▶ _TASK DETAILS_
Extract every line from the items below that contains the word "white", and treat uppercase and lowercase letters as different.
::: DATA EXCERPTS
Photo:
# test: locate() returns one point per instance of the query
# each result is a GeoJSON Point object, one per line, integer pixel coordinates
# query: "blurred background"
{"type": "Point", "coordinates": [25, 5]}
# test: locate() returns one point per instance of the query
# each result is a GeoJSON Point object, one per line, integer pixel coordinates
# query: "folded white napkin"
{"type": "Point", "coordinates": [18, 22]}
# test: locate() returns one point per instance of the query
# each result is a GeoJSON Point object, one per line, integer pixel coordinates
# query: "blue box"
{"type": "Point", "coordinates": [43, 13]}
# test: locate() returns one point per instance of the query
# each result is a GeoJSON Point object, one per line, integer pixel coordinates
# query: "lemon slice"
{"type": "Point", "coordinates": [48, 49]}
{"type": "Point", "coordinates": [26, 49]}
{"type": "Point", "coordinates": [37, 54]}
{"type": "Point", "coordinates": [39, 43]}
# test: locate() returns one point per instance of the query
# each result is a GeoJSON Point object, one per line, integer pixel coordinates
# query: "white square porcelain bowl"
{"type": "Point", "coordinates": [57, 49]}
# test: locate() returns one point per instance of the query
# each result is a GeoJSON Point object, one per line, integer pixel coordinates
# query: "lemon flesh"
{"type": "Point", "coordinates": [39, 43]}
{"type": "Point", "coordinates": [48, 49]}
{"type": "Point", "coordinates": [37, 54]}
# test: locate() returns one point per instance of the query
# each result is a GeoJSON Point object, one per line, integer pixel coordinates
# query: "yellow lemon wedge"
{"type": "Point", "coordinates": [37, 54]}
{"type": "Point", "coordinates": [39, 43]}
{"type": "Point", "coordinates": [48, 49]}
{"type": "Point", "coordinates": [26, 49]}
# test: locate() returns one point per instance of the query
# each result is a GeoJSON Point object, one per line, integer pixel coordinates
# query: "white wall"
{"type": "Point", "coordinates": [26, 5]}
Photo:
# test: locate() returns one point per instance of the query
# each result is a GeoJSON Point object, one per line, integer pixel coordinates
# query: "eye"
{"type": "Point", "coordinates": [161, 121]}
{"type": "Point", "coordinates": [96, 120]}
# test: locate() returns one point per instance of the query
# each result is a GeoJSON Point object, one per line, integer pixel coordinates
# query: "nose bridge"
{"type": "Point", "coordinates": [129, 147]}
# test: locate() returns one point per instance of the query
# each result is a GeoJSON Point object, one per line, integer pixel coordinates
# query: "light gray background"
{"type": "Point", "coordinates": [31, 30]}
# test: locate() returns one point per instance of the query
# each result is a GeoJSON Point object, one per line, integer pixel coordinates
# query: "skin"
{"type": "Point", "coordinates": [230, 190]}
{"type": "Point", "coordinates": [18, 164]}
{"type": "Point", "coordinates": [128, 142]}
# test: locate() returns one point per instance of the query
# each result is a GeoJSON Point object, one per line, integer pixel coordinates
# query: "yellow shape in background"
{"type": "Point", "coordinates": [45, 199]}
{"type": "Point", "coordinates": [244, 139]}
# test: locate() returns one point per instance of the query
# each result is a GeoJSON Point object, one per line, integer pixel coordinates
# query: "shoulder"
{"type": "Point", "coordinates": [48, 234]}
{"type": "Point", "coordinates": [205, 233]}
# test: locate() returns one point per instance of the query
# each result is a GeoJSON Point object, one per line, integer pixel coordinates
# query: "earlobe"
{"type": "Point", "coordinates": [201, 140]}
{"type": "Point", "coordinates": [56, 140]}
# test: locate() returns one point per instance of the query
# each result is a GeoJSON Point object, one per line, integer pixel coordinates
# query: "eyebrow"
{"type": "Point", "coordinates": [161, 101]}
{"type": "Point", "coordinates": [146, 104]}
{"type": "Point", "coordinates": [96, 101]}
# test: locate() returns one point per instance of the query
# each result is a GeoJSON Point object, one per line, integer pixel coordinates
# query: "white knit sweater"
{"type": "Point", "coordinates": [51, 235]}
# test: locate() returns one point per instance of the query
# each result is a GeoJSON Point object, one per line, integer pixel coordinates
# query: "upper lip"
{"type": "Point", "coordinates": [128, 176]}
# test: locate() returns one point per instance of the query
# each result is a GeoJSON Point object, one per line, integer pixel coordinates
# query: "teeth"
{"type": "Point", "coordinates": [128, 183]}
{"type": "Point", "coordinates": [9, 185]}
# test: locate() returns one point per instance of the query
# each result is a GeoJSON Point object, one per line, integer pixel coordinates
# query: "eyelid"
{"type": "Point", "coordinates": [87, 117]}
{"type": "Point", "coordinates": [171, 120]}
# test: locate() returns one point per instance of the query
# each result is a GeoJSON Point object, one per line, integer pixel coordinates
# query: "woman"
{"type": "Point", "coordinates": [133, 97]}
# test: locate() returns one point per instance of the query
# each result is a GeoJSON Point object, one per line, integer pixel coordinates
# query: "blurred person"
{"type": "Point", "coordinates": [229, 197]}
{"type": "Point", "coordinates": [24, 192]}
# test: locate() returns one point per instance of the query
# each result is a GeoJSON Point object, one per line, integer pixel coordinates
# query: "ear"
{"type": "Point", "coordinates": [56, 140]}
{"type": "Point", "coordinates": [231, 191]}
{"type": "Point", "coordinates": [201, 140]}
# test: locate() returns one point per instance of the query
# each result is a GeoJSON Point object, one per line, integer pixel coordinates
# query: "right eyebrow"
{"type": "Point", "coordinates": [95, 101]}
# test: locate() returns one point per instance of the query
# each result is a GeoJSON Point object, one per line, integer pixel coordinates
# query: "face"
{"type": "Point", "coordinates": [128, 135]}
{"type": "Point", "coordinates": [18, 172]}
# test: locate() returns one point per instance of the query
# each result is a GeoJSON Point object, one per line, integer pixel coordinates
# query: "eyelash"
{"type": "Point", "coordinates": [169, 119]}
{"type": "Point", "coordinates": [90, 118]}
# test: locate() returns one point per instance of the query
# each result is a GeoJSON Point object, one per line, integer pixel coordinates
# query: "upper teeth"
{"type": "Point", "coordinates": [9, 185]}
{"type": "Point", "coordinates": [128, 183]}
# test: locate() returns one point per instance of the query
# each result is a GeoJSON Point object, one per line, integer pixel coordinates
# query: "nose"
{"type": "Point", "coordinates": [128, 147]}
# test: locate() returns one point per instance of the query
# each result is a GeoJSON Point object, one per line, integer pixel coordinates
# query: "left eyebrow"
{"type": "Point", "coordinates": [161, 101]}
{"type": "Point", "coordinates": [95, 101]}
::::::
▶ _SOLUTION TO THIS PROBLEM_
# query: "folded white napkin"
# query: "white square porcelain bowl"
# query: "white wall"
# query: "white knit sweater"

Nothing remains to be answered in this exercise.